= Passage to read =
Once hatched, the baby frogs are tadpoles, essentially aquatic larvae with tails, gills, and no legs. They breathe underwater and feed on algae and plant matter. After roughly two weeks, depending on the species and conditions, tadpoles begin their transformation. The back legs appear first, then the front legs. Their body shape changes as they start eating larger prey. Skin grows over their external gills, and their tail gradually shrinks as the body reabsorbs it for energy. Once the gills and tail are fully gone, the froglet completes its final transition to a tiny adult in about 24 hours.

The entire process from egg to adult frog takes anywhere from a few weeks to over a year, depending on species and environment. Some frogs that breed in temporary rain pools develop incredibly fast, while species in cooler climates may overwinter as tadpoles.

Species That Skip the Tadpole Stage

Not all frogs go through the classic egg-to-tadpole-to-frog sequence. Direct-developing frogs lay eggs that hatch as tiny, fully formed froglets with no tadpole stage at all. This is common in the genus Pristimantis, a huge group of tropical frogs. In these species, the entire transformation from embryo to frog happens inside the egg. Researchers in Ecuador documented a species where the female actively buries her clutch in soil after laying, then sits on top of the mound for about 24 hours to guard them. The male stays nearby for roughly 12 hours before departing. This egg-burying behavior may help protect the developing embryos from predators and the elements.

= Activity list =
A) According to the passage on frog development, why does a tadpole's tail gradually shrink during its transformation?
B) List, in order, the body changes the frog development passage describes once tadpoles begin their transformation and before the froglet's final transition to a tiny adult.
C) Retype the part of the frog development passage that opens with the words containing "Once hatched, the" and closes with "about 24 hours.".

= Supplied records =

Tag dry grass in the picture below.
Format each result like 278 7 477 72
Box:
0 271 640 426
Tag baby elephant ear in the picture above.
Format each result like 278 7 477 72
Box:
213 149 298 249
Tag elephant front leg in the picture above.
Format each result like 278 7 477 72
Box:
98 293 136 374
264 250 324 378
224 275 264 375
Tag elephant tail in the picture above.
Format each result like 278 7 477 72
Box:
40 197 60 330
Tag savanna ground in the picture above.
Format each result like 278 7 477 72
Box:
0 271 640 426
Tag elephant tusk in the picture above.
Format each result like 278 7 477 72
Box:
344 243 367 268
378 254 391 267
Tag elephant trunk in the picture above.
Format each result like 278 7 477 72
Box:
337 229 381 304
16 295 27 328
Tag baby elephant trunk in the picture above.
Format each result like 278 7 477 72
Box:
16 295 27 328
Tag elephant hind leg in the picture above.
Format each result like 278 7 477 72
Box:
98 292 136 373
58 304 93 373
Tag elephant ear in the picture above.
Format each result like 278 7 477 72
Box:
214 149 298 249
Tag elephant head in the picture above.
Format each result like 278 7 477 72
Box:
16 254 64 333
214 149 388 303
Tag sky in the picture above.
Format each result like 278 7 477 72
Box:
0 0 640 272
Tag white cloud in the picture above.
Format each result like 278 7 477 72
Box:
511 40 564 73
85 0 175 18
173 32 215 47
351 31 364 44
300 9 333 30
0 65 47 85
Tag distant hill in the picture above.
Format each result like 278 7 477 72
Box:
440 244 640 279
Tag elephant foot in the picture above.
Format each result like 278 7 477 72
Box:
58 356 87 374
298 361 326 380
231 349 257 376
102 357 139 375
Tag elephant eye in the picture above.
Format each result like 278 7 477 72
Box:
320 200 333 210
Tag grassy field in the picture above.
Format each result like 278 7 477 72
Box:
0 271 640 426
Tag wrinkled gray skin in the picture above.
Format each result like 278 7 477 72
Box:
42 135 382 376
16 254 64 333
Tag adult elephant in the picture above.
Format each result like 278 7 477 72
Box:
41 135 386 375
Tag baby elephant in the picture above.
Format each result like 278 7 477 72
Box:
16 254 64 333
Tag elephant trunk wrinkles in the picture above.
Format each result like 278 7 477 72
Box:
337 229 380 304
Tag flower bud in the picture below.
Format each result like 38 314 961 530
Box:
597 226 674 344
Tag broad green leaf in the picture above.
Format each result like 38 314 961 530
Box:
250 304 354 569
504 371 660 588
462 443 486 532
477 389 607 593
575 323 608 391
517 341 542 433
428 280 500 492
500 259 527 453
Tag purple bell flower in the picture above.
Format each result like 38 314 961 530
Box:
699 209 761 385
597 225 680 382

= Answer section =
A) The tail shrinks because the tadpole's body reabsorbs it for energy.

B)
1. The back legs appear.
2. The front legs appear.
3. The body shape changes as they start eating larger prey.
4. Skin grows over the external gills.
5. The tail gradually shrinks as the body reabsorbs it for energy.

C)
Once hatched, the baby frogs are tadpoles, essentially aquatic larvae with tails, gills, and no legs. They breathe underwater and feed on algae and plant matter. After roughly two weeks, depending on the species and conditions, tadpoles begin their transformation. The back legs appear first, then the front legs. Their body shape changes as they start eating larger prey. Skin grows over their external gills, and their tail gradually shrinks as the body reabsorbs it for energy. Once the gills and tail are fully gone, the froglet completes its final transition to a tiny adult in about 24 hours.